-------- Excerpted text

The band had continued to play occasional shows in New York with post New York Dolls The Dolls percussionist Tony Machine on drums throughout November 1978 until February 1979, and Jerry Nolan eventually returned to the drum throne in March 1979. Released on Max's Kansas City Records and in England on Beggars Banquet Records through a logo deal with Max's Kansas City, the album was an immediate success upon its release in July 1979. As Robert Christgau put it, "This captures the boys in all their rowdy, rabble-rousing abandon, and I know that when I feel like hearing them I'll be pulling it off the shelf."

The success of the album was enough to warrant a second live recording done at the same venue. By that time, however, the band were all struggling with their various addictions, with Thunders' own heroin habit escalating. The first two nights of the three-night stand resulted in very little if any usable material, but by the last night, the band were in rare form, with Thunders and Lure delivering their usual witty introductions between songs. After playing five songs, Thunders suddenly left the stage, claiming he had to "tune up" — never to return that evening. Ironically, two songs earlier, the band had played their semi-autobiographical "Too Much Junkie Business".

Several years later, the five songs from the second recordings were remixed, along with the original album, in preparation for a long-awaited reissue of the original Live at Max's album with the "new" recordings appended to it. Walter Lure and Billy Rath participated in the mixing. Thunders was unable to participate due to other commitments, but was played the results, and gave them his full endorsement, requesting only that the 1979 recordings were released "just the way it is, including the talk." The reissue would not be released until 1995, a few years after Thunders' death. Both the original album and the later recordings were rereleased in 2015 on vinyl as "Live at Max's Volumes 1 and 2."

==Track listing==
===Side one===
1. (Intro)
  - This recording of air raid sirens, battlefield sounds, and military chants was the band's usual intro music.
2. "Milk Me" (Johnny Thunders)
  - The song was originally entitled "Chatterbox" on the New York Dolls' second album Too Much Too Soon and "Leave Me Alone"on So Alone
3. "Chinese Rocks" (Dee Dee Ramone, Richard Hell)
4. "Get Off the Phone" (Walter Lure, Jerry Nolan)
5. "London Boys" (Thunders, Lure, Billy Rath)
  - Thunders dedicates the song to "Joe Bummer" - Joe Strummer of the Clash. Members of the Clash, including Strummer and Mick Jones, were in New York at the time mixing their second album Give 'Em Enough Rope, and Jones played guitar in Sid Vicious' backing band for a gig at Max's later that month. It's not known if Strummer was actually in the audience that night.
6. "Take a Chance" (Lure, Nolan)
  - Thunders says before the song, "Yeah, we love the Yankees. They won today again." The Yankees defeated the Boston Red Sox that day to increase their lead in the American League East to 3.5 games, and would go on to win the 1978 World Series.
7. "One Track Mind" (Lure, Nolan)

===Side two===
1. "All By Myself" (Lure, Nolan)

----------------

Challenge -
From the text on the live album at Max's Kansas City, extract the stretch from "- This recording" through "Lure, Billy Rath)", word for word.

-------- Listed records

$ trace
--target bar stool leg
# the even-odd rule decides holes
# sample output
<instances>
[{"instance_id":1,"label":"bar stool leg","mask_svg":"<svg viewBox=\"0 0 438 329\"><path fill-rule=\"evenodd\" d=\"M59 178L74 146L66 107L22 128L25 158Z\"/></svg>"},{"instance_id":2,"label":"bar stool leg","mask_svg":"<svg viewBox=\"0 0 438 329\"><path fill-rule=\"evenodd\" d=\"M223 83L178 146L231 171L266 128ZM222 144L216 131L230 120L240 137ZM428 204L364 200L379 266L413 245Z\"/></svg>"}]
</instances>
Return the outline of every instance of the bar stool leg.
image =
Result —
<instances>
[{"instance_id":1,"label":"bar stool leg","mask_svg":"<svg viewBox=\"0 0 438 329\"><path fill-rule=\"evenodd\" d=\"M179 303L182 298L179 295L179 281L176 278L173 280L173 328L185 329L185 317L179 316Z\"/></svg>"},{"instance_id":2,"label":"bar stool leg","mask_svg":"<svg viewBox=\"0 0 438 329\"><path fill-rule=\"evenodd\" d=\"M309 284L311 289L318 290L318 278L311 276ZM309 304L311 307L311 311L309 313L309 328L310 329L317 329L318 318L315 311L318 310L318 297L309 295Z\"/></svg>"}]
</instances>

----------------

The solution -
- This recording of air raid sirens, battlefield sounds, and military chants was the band's usual intro music.
2. "Milk Me" (Johnny Thunders)
  - The song was originally entitled "Chatterbox" on the New York Dolls' second album Too Much Too Soon and "Leave Me Alone"on So Alone
3. "Chinese Rocks" (Dee Dee Ramone, Richard Hell)
4. "Get Off the Phone" (Walter Lure, Jerry Nolan)
5. "London Boys" (Thunders, Lure, Billy Rath)